Extracted data:
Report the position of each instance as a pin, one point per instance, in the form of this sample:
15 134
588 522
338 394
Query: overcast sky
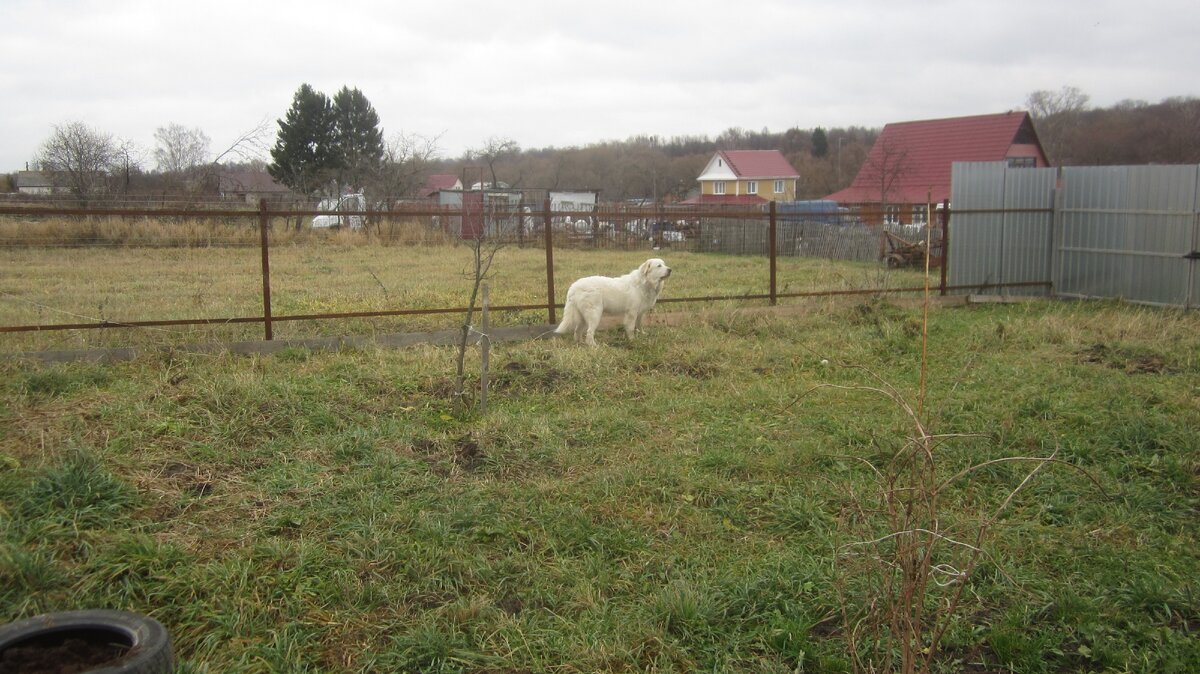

==

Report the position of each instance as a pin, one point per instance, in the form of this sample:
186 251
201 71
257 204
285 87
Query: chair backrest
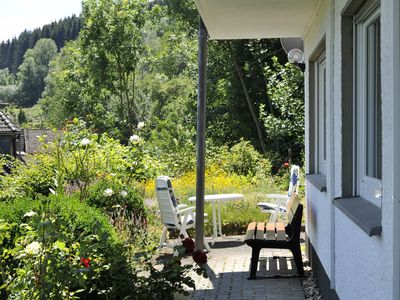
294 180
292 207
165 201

Stated exercise: Locate each line in the records that contains the word "Query", matching case exactly, and copy those lines out.

The result:
Query: overcast sky
Query: chair backrest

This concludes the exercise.